What the task requires
A verbatim copy of the records is required, with all pictures left out.

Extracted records
───

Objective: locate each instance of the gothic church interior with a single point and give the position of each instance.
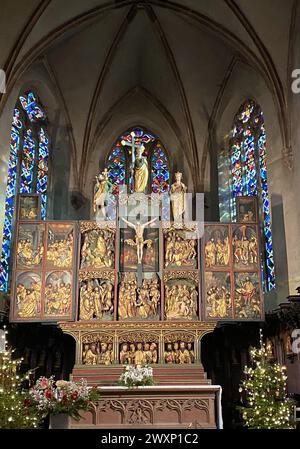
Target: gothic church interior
(166, 97)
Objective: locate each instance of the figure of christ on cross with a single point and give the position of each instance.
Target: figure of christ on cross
(139, 241)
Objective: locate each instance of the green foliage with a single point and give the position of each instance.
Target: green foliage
(14, 398)
(55, 397)
(265, 389)
(136, 376)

───

Reply
Objective: locate each instance of the gothic church interior with a single point and give the position of each instance.
Target: gothic church interior
(166, 97)
Objective: locate each instance of the figure of christ on cross with a single point and give the position of each instance.
Target: figure of christ on cross
(139, 241)
Objective: locate each instance of the green foliage with a single point and give the position of each instance.
Target: green foliage
(14, 398)
(55, 397)
(265, 389)
(136, 376)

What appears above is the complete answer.